Exercise material.
------------------------------------

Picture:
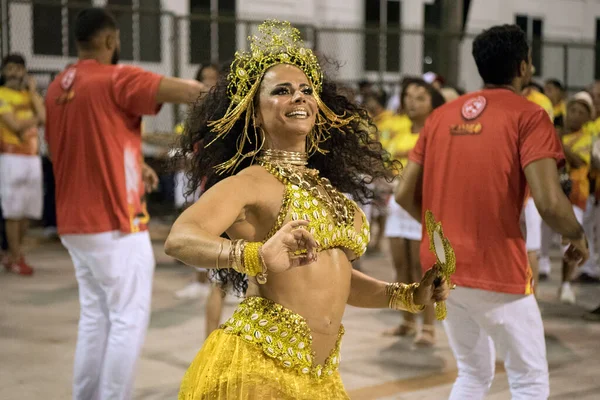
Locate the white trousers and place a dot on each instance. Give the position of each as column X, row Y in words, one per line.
column 479, row 319
column 591, row 227
column 114, row 272
column 590, row 220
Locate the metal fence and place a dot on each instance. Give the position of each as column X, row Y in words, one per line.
column 176, row 45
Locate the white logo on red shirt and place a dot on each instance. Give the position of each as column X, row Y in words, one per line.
column 473, row 107
column 68, row 78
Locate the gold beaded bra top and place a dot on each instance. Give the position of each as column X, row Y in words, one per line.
column 333, row 218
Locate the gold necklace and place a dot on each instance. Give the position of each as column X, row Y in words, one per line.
column 309, row 180
column 283, row 157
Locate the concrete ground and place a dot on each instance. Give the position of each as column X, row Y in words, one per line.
column 38, row 325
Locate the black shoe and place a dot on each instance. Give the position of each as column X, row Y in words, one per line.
column 587, row 279
column 593, row 316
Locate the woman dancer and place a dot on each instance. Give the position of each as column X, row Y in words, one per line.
column 418, row 100
column 297, row 145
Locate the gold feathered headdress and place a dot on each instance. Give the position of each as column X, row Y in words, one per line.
column 277, row 42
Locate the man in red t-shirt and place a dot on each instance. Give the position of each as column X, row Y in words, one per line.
column 94, row 111
column 471, row 166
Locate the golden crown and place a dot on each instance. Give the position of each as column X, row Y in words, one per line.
column 277, row 42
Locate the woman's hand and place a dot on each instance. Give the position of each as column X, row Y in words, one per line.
column 278, row 251
column 428, row 292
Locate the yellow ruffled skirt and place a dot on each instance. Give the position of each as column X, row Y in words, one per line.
column 262, row 352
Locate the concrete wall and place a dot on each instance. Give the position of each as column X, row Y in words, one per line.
column 564, row 20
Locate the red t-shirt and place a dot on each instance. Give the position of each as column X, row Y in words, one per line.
column 94, row 138
column 473, row 152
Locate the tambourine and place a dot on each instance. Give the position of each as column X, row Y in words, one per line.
column 444, row 255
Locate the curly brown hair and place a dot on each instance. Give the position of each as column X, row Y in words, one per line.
column 354, row 158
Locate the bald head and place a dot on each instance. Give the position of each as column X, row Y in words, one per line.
column 97, row 35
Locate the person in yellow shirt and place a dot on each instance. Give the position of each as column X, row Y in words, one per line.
column 389, row 125
column 535, row 93
column 577, row 144
column 555, row 91
column 21, row 193
column 418, row 100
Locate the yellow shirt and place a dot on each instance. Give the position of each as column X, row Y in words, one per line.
column 560, row 111
column 543, row 101
column 581, row 144
column 389, row 125
column 403, row 142
column 18, row 103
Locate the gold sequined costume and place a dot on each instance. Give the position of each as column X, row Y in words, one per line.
column 262, row 352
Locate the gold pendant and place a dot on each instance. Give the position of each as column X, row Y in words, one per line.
column 444, row 255
column 261, row 278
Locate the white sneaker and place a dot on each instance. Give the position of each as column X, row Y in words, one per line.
column 566, row 294
column 193, row 290
column 545, row 265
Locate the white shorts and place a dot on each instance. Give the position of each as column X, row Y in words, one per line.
column 579, row 216
column 21, row 186
column 533, row 224
column 400, row 223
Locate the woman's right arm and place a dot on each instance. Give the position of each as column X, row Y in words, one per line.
column 195, row 236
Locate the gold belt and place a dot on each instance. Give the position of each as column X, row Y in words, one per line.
column 281, row 334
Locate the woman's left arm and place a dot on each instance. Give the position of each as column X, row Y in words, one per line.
column 368, row 292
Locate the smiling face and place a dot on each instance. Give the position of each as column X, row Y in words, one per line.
column 417, row 102
column 286, row 107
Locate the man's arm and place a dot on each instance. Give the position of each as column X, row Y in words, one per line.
column 553, row 205
column 409, row 191
column 37, row 101
column 367, row 292
column 179, row 91
column 574, row 159
column 16, row 125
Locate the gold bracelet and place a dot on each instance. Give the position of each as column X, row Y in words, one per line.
column 239, row 252
column 401, row 297
column 220, row 252
column 261, row 278
column 252, row 259
column 233, row 260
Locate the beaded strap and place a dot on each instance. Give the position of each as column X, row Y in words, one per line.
column 401, row 297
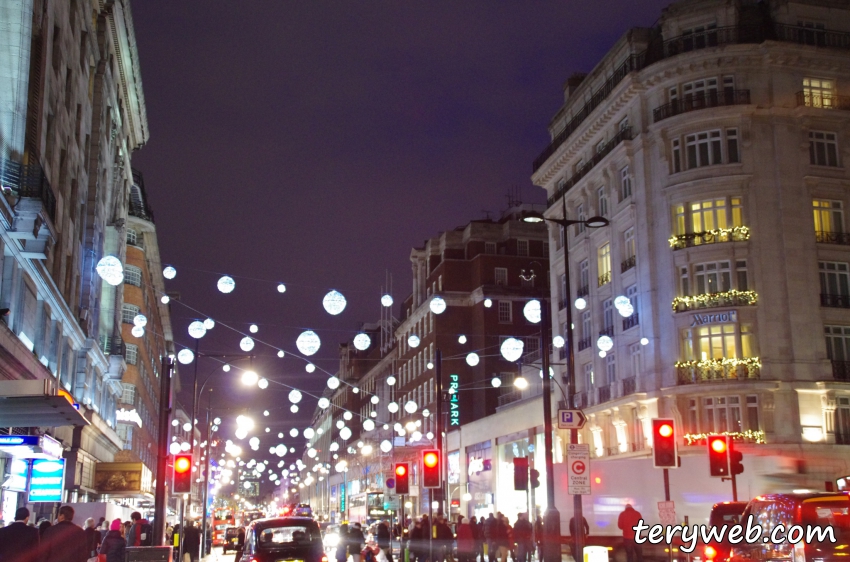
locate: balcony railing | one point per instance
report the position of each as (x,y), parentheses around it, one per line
(690,239)
(742,34)
(835,301)
(825,237)
(703,100)
(822,100)
(623,134)
(841,371)
(715,300)
(711,370)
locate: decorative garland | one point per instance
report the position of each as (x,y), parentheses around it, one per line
(713,300)
(736,233)
(749,435)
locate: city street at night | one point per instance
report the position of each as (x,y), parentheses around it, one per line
(445,281)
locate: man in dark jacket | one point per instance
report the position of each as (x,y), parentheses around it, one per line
(18,541)
(191,541)
(65,542)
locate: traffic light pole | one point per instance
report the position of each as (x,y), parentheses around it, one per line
(160,504)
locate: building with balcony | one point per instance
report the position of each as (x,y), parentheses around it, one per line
(716,143)
(73,113)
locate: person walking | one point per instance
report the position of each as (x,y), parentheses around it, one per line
(114,545)
(626,522)
(65,541)
(466,546)
(384,540)
(19,542)
(191,541)
(523,536)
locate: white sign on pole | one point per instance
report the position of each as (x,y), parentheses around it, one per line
(578,469)
(667,513)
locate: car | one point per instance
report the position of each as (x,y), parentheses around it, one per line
(823,510)
(231,538)
(283,538)
(724,513)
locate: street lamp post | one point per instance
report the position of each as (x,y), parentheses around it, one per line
(552,520)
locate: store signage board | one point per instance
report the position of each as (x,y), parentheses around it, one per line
(46,480)
(578,469)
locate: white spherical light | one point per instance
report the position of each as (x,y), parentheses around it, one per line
(362,341)
(185,356)
(605,343)
(226,284)
(438,305)
(308,343)
(532,311)
(197,330)
(334,302)
(511,349)
(109,269)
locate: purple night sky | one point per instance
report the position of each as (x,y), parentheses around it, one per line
(315,143)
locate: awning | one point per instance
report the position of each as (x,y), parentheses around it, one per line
(39,411)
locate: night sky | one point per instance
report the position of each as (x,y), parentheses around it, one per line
(315,143)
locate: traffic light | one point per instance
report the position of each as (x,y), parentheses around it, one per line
(402,478)
(520,473)
(182,474)
(432,474)
(664,449)
(718,455)
(735,459)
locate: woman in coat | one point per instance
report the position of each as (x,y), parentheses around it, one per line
(113,544)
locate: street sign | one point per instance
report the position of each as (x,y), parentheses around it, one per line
(571,419)
(667,513)
(578,469)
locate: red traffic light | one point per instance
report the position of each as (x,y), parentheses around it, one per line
(718,445)
(431,459)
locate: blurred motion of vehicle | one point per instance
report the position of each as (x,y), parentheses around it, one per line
(283,538)
(222,519)
(725,513)
(825,510)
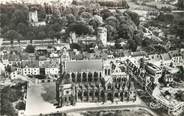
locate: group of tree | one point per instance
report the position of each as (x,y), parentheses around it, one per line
(180,4)
(9,95)
(81,20)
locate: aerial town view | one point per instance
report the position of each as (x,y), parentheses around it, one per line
(91,57)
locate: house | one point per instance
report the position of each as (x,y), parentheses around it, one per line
(33,19)
(14,75)
(176,56)
(29,68)
(139,54)
(154,57)
(31,71)
(166,59)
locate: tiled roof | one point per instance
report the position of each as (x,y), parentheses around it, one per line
(83,65)
(141,53)
(50,64)
(174,53)
(155,57)
(165,56)
(30,64)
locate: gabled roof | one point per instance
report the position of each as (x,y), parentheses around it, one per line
(30,64)
(174,53)
(83,66)
(155,57)
(141,53)
(165,56)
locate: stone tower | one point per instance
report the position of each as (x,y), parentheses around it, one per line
(102,35)
(33,17)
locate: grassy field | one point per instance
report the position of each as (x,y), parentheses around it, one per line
(49,93)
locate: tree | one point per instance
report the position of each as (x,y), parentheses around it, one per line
(79,28)
(125,31)
(106,13)
(12,35)
(20,106)
(180,4)
(146,42)
(22,28)
(19,16)
(134,17)
(132,45)
(30,49)
(41,35)
(166,17)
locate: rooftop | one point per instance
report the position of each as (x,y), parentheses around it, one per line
(83,65)
(165,56)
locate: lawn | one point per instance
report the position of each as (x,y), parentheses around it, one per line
(49,93)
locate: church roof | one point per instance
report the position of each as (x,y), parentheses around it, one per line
(83,66)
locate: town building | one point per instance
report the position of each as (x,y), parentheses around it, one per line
(33,19)
(86,81)
(102,35)
(176,57)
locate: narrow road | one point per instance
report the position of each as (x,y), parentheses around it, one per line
(122,107)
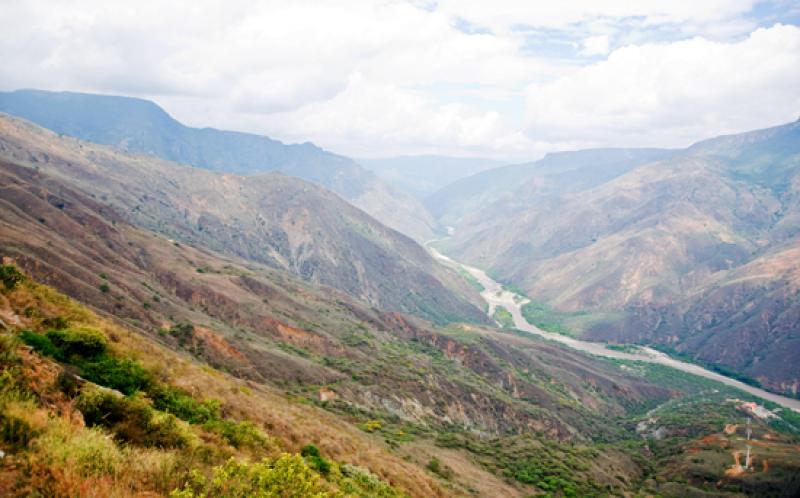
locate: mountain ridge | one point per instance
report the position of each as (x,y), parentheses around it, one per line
(140,125)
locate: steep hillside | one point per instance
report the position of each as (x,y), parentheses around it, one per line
(191,357)
(137,125)
(671,251)
(555,174)
(423,175)
(269,218)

------------------------------------

Task goal.
Your response should be each line that includes the word "street", copied from the records.

Expected answer.
locate: city street at night | one point per instance
locate: street lamp post | one point per instance
locate: street sign | one point per instance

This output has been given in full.